• BRIEF:
What is needed is every line of the data that includes the word "tree". Please copy each one.

Stored data entries
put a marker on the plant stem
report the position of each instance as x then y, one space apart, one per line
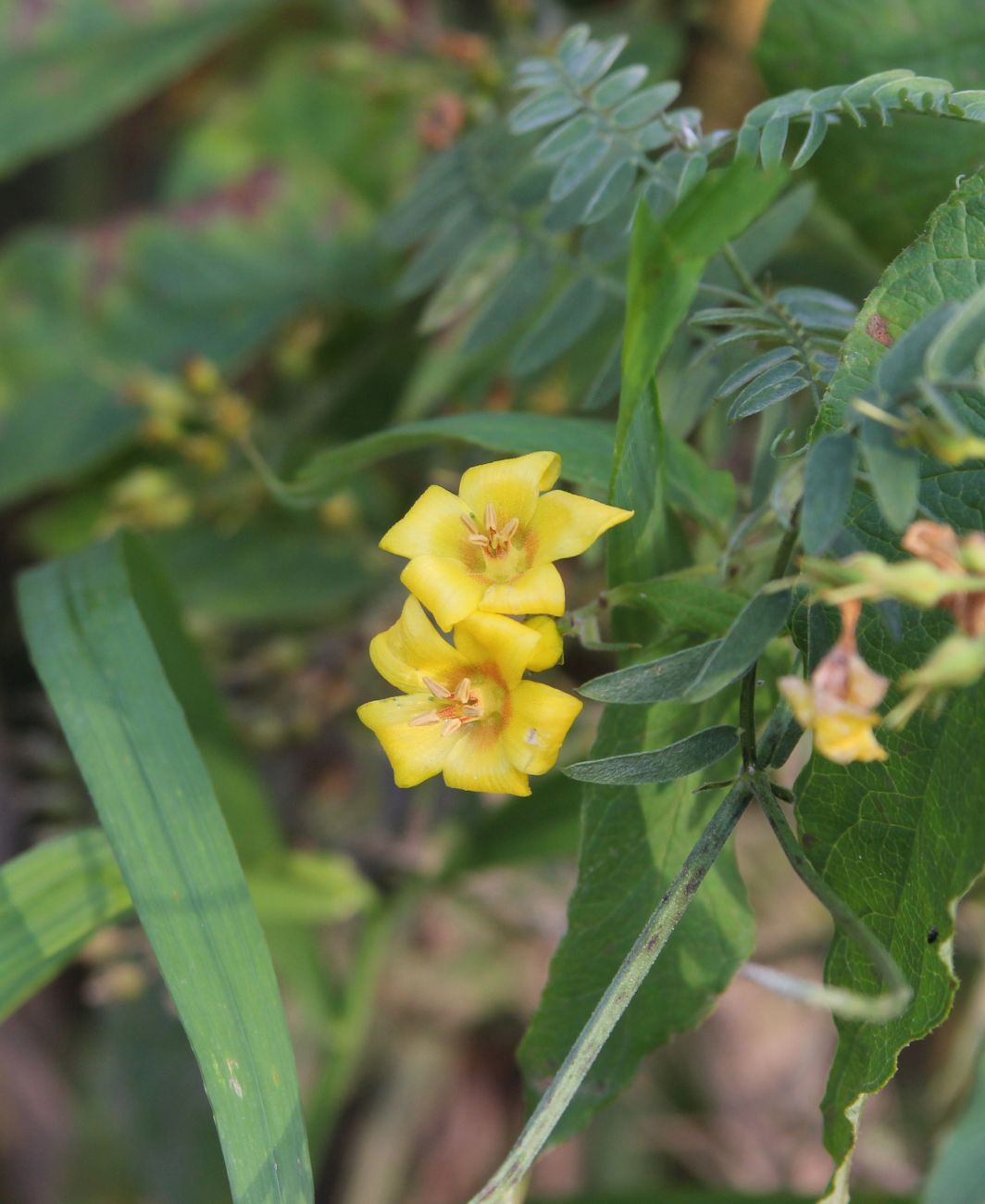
617 998
792 328
845 1003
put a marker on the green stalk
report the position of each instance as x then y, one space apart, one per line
848 1004
617 998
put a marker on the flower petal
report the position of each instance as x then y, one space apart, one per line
492 637
479 761
565 525
512 486
537 726
844 738
411 650
536 591
444 586
549 645
415 753
432 526
801 698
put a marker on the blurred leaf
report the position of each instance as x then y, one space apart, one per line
668 257
309 887
893 470
902 815
584 445
565 321
957 1172
829 482
884 181
704 493
68 67
268 572
86 311
637 834
775 385
761 621
681 602
521 830
678 759
128 733
52 899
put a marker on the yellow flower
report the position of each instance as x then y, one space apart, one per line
492 546
465 710
837 705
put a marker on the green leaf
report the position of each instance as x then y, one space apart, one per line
156 805
829 482
52 899
633 841
521 830
667 260
260 241
761 621
945 264
76 64
953 354
309 887
485 261
901 817
584 445
517 294
678 759
883 181
663 681
285 573
904 364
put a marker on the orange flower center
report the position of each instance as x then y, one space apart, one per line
483 696
495 538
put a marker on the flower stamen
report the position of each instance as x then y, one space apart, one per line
436 687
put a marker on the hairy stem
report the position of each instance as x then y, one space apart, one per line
617 998
849 1004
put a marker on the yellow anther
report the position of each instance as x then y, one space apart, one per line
436 687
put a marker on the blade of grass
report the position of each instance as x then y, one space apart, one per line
131 737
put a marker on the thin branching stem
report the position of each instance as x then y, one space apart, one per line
617 998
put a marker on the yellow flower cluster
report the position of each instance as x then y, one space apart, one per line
477 560
838 703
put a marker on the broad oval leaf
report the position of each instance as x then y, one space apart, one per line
661 681
158 808
678 759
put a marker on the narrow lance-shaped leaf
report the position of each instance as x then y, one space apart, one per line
158 808
52 899
667 259
678 759
829 481
661 681
760 621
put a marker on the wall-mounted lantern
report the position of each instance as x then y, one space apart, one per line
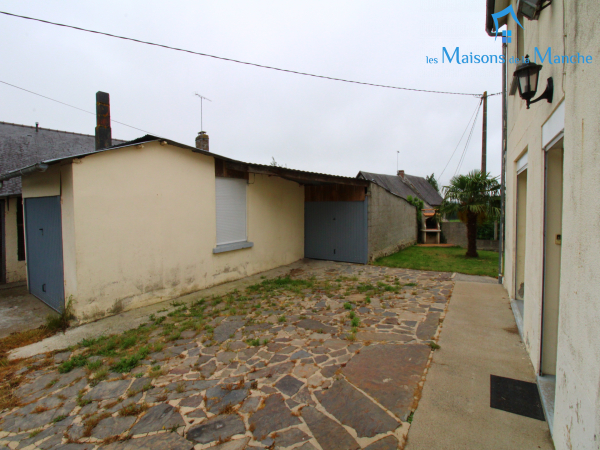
527 77
532 8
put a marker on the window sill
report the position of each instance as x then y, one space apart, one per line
234 246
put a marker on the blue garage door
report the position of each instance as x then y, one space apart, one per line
336 231
44 250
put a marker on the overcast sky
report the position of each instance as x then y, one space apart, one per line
256 114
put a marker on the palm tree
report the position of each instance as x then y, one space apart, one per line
475 198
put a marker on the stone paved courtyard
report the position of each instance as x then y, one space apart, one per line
331 357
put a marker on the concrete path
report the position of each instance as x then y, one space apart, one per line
478 338
19 310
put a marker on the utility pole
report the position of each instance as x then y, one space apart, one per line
484 136
201 113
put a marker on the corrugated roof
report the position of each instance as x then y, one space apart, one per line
410 185
22 146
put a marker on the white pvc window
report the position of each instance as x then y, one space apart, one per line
231 210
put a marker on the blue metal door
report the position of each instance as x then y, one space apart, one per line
44 250
336 231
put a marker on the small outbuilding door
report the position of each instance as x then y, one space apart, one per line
44 250
336 230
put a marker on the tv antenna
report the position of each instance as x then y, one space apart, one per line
202 98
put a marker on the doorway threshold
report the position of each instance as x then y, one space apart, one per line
547 387
518 309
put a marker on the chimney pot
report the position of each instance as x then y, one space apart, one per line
103 131
202 141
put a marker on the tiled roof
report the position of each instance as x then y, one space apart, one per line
403 187
22 146
300 176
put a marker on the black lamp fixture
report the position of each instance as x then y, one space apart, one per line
532 8
527 76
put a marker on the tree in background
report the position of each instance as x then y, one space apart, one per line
475 198
431 179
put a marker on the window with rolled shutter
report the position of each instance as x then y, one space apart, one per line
231 210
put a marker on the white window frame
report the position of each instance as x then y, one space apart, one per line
231 214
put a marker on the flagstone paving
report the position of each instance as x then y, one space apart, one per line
332 357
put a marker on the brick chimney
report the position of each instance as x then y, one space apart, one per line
202 141
103 131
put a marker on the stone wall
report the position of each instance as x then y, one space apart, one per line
456 233
392 223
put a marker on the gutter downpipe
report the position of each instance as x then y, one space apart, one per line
36 168
502 174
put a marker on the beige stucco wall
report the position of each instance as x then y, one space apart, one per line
576 421
392 223
577 410
15 270
139 226
525 135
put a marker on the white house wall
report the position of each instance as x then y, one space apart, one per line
576 421
142 228
15 270
577 407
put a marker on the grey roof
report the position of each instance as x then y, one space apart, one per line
403 187
425 190
22 146
299 176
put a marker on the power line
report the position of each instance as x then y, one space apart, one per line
71 106
462 158
460 140
237 61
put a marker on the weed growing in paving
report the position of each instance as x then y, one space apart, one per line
72 363
257 342
61 321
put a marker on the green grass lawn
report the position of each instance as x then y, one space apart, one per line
443 259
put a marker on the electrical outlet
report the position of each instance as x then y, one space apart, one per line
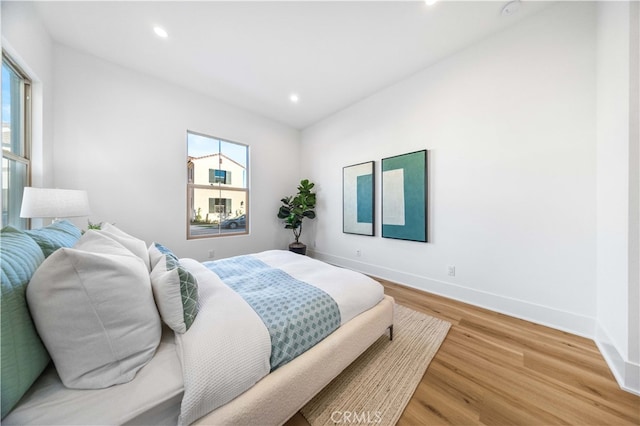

• THE COMPLETED TASK:
put a marker on the palm tree
put a marker on the tree in background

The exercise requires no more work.